(PROVIDED ENTRIES)
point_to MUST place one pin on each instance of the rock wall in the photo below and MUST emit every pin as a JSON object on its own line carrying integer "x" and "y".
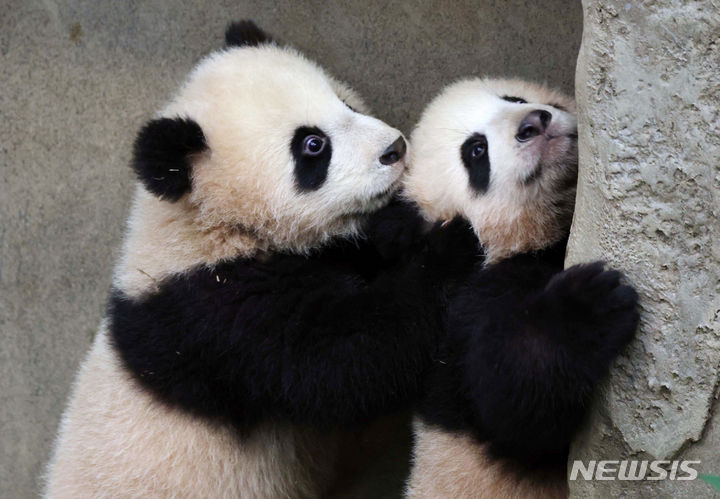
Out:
{"x": 79, "y": 77}
{"x": 648, "y": 90}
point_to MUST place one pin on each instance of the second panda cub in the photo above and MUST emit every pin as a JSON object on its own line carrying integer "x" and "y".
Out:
{"x": 525, "y": 341}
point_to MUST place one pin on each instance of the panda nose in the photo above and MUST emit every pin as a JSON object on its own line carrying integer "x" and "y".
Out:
{"x": 535, "y": 123}
{"x": 394, "y": 153}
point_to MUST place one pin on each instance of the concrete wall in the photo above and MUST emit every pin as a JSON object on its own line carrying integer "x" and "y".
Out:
{"x": 648, "y": 88}
{"x": 78, "y": 78}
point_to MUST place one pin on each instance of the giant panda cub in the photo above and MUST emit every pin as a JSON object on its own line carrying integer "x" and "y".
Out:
{"x": 241, "y": 337}
{"x": 525, "y": 341}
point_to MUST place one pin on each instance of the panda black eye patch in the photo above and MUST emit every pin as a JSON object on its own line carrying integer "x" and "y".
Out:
{"x": 515, "y": 100}
{"x": 474, "y": 154}
{"x": 311, "y": 150}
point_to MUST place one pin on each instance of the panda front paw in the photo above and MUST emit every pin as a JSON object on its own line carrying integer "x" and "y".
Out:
{"x": 605, "y": 310}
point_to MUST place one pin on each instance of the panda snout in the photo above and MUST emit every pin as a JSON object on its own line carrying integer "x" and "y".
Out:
{"x": 394, "y": 152}
{"x": 533, "y": 124}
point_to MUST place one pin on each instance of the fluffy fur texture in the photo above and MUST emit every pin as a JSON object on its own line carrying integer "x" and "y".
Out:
{"x": 234, "y": 326}
{"x": 291, "y": 338}
{"x": 525, "y": 341}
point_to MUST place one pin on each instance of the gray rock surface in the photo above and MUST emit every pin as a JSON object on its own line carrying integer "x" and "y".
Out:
{"x": 648, "y": 89}
{"x": 78, "y": 78}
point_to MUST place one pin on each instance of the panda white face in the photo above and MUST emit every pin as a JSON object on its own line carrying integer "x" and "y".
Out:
{"x": 290, "y": 157}
{"x": 503, "y": 154}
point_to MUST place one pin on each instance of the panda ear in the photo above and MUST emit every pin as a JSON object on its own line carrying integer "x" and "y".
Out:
{"x": 245, "y": 33}
{"x": 161, "y": 155}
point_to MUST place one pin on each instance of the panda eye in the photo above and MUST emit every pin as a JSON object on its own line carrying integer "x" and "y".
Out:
{"x": 314, "y": 145}
{"x": 514, "y": 100}
{"x": 478, "y": 149}
{"x": 475, "y": 158}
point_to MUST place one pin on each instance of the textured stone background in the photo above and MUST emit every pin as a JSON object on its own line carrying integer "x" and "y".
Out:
{"x": 648, "y": 88}
{"x": 78, "y": 78}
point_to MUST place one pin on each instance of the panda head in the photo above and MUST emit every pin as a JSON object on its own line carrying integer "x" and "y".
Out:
{"x": 503, "y": 154}
{"x": 261, "y": 141}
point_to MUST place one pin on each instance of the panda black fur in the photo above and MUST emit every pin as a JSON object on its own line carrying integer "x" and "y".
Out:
{"x": 246, "y": 327}
{"x": 525, "y": 341}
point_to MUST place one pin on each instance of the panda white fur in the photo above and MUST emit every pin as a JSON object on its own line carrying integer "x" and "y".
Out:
{"x": 525, "y": 342}
{"x": 235, "y": 351}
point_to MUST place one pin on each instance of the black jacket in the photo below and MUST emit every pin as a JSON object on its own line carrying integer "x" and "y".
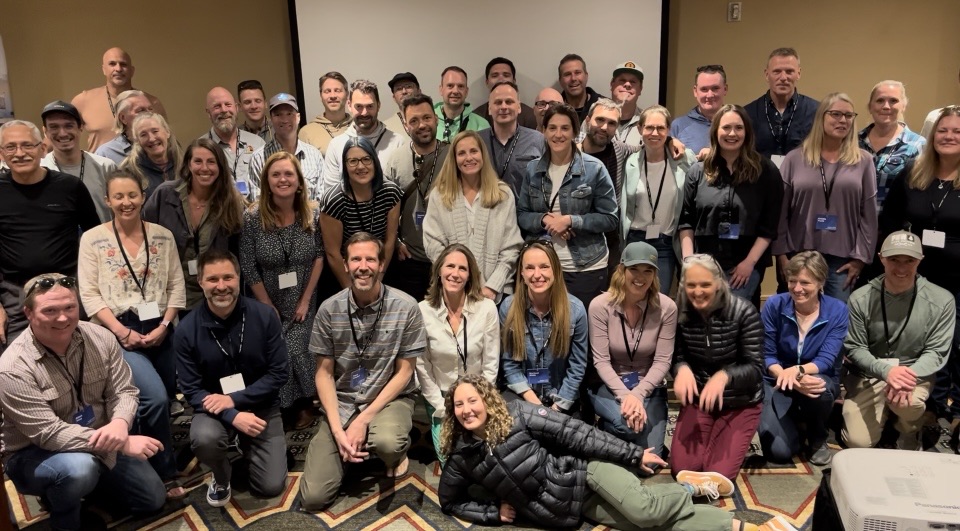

(SHORT TASK) List every line in the entries above that contains the word "gray".

(ANSWER TO THIS PROBLEM)
point_to MUST place one pin on each instance of the gray rock surface in the photo above and MUST emit every pin as a JSON object on its own line carrying integer "x" and "y".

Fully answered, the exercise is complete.